» Supplied records:

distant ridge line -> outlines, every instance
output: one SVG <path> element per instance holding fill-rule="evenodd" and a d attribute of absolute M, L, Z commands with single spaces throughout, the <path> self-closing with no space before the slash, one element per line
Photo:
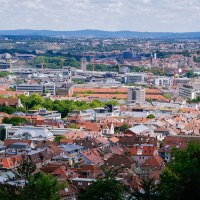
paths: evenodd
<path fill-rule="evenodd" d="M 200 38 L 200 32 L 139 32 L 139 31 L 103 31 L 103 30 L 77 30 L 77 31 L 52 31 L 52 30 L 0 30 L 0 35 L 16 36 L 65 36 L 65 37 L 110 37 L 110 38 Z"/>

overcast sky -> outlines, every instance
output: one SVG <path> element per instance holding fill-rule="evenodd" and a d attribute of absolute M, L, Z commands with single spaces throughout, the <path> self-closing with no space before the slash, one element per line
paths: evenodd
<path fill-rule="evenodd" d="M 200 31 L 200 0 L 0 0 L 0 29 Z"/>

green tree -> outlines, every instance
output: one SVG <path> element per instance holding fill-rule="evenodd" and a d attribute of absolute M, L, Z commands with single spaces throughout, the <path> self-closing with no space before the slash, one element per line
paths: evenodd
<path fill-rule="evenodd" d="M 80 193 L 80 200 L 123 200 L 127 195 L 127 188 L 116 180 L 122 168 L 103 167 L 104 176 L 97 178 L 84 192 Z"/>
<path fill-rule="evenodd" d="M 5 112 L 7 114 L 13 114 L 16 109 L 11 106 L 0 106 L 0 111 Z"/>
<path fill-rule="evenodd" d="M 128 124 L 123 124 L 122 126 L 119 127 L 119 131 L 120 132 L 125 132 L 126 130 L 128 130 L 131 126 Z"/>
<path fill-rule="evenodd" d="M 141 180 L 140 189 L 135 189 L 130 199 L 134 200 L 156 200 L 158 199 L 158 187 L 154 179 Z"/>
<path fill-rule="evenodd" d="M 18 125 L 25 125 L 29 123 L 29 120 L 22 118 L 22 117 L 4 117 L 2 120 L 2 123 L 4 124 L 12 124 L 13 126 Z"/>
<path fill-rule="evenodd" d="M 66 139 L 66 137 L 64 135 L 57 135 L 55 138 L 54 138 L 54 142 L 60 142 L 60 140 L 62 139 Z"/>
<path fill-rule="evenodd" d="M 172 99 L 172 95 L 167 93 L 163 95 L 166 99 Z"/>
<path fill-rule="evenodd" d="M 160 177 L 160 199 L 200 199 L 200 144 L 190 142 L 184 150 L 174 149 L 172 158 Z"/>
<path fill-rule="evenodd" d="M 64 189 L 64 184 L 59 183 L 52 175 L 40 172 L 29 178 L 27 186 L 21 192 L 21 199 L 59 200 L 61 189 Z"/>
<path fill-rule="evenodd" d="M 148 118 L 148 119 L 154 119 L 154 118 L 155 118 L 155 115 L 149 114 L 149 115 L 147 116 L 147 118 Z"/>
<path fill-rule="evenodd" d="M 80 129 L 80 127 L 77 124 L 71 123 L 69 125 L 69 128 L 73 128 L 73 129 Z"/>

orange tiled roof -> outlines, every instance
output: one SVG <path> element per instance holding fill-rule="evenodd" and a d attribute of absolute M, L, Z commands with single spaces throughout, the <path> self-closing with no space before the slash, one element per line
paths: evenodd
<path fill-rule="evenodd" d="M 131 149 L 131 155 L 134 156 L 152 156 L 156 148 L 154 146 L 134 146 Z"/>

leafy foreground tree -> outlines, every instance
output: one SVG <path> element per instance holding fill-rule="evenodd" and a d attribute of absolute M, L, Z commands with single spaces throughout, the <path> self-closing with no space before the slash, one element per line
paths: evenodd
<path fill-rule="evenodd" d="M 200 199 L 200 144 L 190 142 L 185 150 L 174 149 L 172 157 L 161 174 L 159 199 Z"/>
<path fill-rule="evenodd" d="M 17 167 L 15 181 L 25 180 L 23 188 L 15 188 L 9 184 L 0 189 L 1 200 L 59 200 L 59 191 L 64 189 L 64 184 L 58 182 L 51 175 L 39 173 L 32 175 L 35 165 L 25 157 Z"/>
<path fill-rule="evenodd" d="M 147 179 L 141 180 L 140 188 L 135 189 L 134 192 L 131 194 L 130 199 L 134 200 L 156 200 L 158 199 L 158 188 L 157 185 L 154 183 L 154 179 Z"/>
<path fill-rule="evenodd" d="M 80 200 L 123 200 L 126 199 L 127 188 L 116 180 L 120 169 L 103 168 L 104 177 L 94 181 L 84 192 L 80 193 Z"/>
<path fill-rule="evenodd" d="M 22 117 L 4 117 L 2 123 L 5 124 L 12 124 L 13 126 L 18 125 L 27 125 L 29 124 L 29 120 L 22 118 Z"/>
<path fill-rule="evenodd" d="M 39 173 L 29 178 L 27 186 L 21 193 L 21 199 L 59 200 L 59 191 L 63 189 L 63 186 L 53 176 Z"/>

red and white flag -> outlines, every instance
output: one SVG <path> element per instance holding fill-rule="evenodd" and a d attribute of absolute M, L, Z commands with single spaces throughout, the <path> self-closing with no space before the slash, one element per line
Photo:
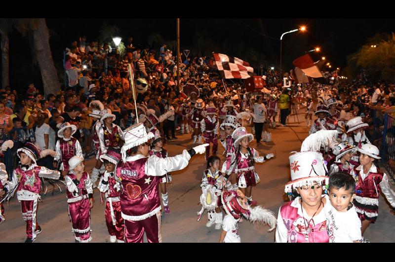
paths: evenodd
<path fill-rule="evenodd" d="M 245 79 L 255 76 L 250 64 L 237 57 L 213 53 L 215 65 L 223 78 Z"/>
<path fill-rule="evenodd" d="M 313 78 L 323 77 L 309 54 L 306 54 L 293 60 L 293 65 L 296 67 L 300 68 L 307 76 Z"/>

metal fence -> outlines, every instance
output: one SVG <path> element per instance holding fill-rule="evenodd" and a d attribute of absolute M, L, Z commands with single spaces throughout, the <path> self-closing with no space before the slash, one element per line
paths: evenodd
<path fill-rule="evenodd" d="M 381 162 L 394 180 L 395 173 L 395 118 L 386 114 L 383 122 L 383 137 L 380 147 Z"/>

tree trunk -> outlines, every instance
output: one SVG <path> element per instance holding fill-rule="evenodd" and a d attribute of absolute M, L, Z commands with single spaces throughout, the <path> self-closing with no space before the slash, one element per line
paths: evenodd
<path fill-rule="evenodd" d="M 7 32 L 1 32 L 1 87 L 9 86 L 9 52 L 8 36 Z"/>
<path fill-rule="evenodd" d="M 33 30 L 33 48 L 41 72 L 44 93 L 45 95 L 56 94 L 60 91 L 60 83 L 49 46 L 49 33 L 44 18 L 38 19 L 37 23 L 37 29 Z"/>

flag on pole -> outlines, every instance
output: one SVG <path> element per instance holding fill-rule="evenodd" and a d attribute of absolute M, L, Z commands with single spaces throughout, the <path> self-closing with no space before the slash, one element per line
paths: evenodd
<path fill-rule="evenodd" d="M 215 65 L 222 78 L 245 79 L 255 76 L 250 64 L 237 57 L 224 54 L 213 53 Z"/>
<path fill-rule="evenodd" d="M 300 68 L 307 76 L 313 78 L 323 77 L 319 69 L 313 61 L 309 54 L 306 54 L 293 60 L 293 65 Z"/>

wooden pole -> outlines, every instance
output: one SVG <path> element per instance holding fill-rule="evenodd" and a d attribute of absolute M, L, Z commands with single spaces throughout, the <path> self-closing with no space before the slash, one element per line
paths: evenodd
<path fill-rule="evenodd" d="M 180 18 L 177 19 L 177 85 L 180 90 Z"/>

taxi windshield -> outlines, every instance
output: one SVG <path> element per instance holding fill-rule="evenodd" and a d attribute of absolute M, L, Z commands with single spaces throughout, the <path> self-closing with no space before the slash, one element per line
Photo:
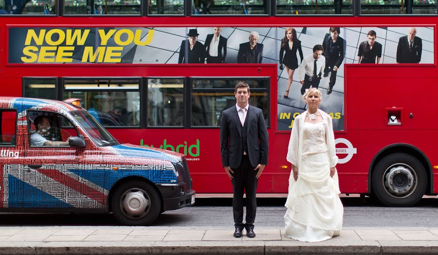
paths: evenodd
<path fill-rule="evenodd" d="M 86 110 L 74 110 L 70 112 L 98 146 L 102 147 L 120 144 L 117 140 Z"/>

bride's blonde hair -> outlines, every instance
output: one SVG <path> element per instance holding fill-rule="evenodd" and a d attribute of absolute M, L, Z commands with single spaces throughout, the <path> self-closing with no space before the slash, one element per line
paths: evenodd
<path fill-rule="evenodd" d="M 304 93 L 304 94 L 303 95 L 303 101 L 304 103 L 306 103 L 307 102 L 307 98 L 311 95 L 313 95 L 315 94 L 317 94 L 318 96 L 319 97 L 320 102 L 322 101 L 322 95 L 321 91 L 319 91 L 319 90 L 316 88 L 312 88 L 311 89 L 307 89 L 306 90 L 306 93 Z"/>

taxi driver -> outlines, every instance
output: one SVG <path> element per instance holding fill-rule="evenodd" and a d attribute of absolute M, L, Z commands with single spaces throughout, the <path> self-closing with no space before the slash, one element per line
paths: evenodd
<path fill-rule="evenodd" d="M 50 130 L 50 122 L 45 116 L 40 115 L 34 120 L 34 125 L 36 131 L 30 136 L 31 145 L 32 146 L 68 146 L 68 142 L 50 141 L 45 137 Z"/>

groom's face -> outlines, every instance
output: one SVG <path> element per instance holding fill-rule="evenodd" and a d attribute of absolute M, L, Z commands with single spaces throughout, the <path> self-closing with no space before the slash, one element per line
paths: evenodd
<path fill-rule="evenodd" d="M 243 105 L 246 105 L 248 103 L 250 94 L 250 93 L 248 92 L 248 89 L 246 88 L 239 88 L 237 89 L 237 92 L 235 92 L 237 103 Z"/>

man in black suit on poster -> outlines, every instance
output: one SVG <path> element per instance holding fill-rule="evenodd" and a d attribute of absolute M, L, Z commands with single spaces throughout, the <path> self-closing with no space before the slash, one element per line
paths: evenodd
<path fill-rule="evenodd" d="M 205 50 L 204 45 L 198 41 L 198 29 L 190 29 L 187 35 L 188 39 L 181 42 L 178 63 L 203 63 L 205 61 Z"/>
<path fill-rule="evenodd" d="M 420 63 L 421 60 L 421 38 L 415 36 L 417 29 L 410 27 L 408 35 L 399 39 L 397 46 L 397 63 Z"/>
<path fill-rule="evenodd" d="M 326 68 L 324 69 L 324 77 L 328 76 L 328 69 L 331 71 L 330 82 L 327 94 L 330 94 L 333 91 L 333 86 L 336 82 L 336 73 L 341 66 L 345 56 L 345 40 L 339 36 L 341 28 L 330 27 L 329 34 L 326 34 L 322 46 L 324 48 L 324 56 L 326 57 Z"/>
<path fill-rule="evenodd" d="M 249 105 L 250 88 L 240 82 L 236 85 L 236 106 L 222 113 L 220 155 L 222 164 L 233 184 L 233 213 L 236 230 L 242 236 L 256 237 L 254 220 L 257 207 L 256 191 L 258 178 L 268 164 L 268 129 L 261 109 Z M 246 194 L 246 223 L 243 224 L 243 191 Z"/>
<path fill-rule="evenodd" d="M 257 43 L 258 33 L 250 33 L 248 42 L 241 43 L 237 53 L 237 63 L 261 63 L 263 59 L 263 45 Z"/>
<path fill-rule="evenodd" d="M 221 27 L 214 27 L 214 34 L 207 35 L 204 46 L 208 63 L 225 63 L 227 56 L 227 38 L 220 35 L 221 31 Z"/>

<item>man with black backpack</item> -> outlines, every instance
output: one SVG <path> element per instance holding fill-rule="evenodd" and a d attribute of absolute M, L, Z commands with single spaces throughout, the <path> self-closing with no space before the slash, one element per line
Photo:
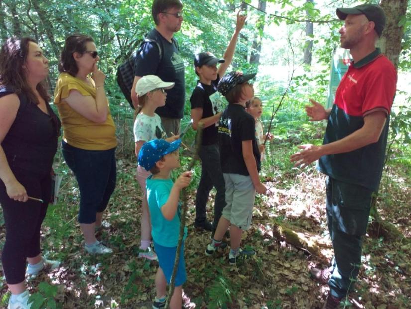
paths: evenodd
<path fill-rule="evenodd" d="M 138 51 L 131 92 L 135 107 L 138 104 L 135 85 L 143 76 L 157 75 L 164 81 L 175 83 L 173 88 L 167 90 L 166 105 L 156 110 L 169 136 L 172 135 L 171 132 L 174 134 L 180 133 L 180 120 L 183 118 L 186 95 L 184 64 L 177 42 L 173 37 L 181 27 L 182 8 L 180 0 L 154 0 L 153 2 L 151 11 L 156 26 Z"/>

» Directions: Please copy the listing lines starting at the line containing "wooden pole -> outlines, every instance" and ending at the line containing "180 18 L 177", exactly as they appear.

» Output of the task:
wooden pole -> outlines, every instance
output: one SVG <path> element per instance holding fill-rule="evenodd" and a d attribute of absolute M, L, Z commands with single spaces throughout, the <path> self-closing with no space before the slash, one element per line
paths: evenodd
<path fill-rule="evenodd" d="M 180 18 L 177 19 L 177 85 L 180 90 Z"/>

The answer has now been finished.